__AUSGANGSTEXT__
++++++++++
Tumorhemmende Wechselwirkung an der Zellmembran
Glucocorticoid-Rezeptor und RAS-Onkogen bremsen Krebsentstehung aus

Ulm University

In nicht-kleinzelligen Lungentumoren oder anderen Krebsarten findet sich oftmals das Onkogen RAS. Dieses „Krebs-Gen“ befeuert das Tumorwachstum und lässt sich bislang nicht gezielt ausschalten. Doch nun haben Forschende der Universität Ulm eine neue Funktion des so genannten Glucocorticoid-Rezeptors entdeckt: Im Zusammenspiel mit RAS-Proteinen auf der zytoplasmatischen Seite der Zellmembran kann der Rezeptor das Tumorwachstum ausbremsen. Der Weg zu konkreten therapeutischen Ansätzen ist noch weit, doch schon jetzt hat es die Studie auf den Titel des Fachjournals „Science Signaling“ geschafft.

So genannte Onkogene („Krebs-Gene“) können zu unkontrollierter Zellteilung und Tumorwachstum führen. Bei rund einem Drittel der menschlichen Krebserkrankungen spielt das Onkogen RAS (rat sarcoma) eine Rolle – insbesondere bei Lungen-, Pankreas- und Darmtumoren. Obwohl RAS bereits Anfang der 1980-er Jahre entdeckt wurde, gibt es bislang keine zielgerichteten Therapien. Unabhängig vom beteiligten Onkogen werden oftmals Glucocorticoide, also Cortisol-Analoge, in der Krebs-Behandlung eingesetzt. Diese wirken über den Glucocorticoid-Rezeptor (GR) der Zelle. Nach der Bindung des Wirkstoffs wandert der Rezeptor in den Zellkern und reguliert dort die Genexpression. Was der Glucocorticoid-Rezeptor jedoch außerhalb des Zellkerns bewirkt, ist weitgehend unbekannt. „Auf der zytoplasmatischen Seite der Zellmembran befinden sich RAS-Proteine. Daher haben wir die Hypothese aufgestellt, dass der Glucocorticoid-Rezeptor außerhalb des Zellkernes mit diesen Proteinen wechselwirkt und ihre Aktivität hemmt“, erklärt Dr. Ion Cirstea, Wissenschaftler an der Universität Ulm und einer der Seniorautoren der nun erschienenen Studie.
++++++++++
__ROHDATEN__

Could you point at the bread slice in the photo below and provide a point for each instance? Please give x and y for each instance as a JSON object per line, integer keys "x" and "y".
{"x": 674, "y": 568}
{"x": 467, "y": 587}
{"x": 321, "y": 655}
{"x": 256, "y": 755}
++++++++++
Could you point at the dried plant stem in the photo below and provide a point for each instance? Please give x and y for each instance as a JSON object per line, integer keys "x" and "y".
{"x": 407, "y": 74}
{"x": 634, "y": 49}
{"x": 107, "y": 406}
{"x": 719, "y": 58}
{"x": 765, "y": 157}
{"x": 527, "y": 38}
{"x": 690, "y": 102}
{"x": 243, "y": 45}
++++++++++
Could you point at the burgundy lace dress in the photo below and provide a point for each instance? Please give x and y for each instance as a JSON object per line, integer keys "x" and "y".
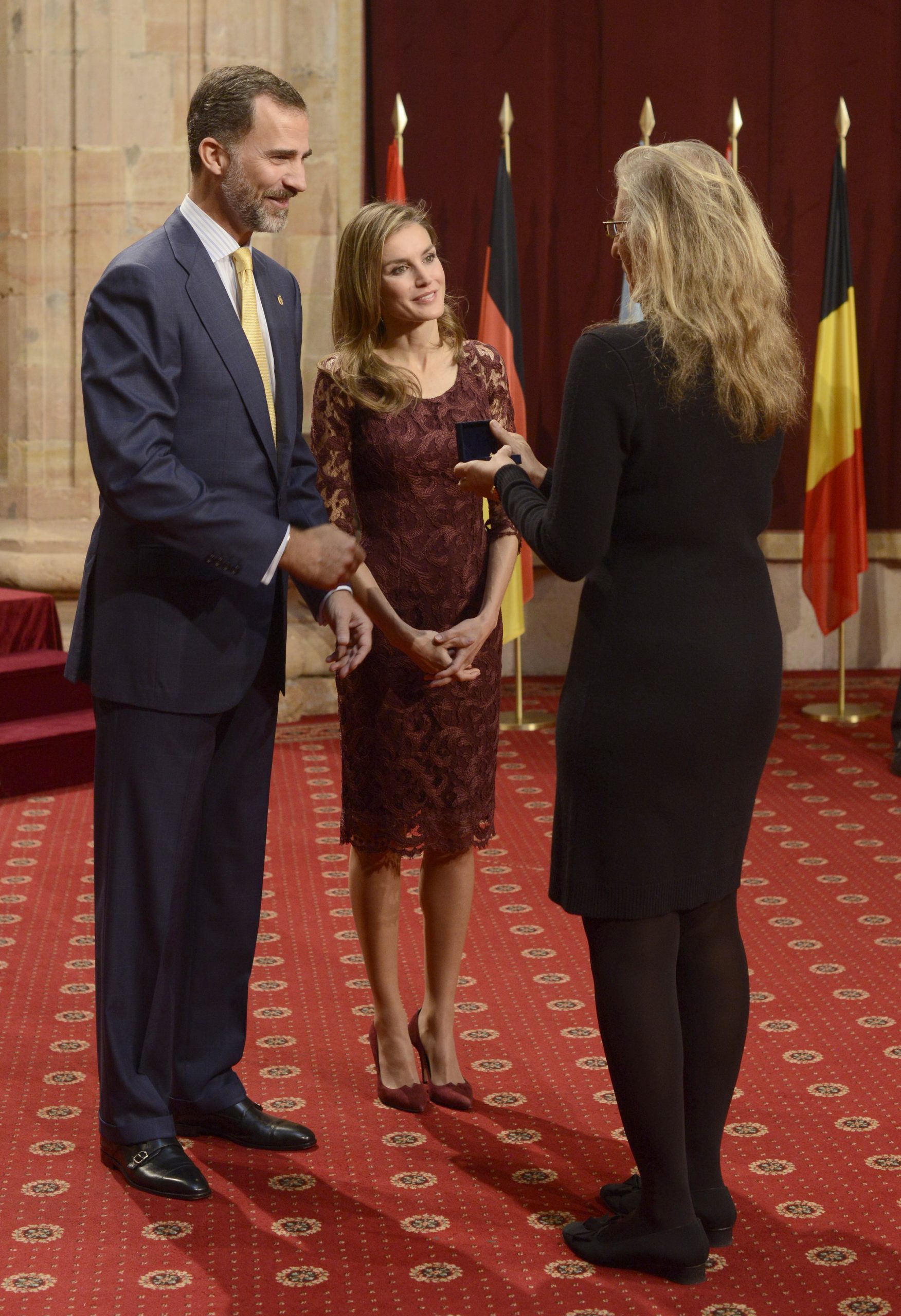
++++++++++
__DEINE AUFGABE__
Wann wurde das Onkogen RAS laut Ausgangstext entdeckt? Das Material hat mit dem Ausgangstext nichts zu tun.

__LÖSUNG__
Anfang der 1980-er Jahre.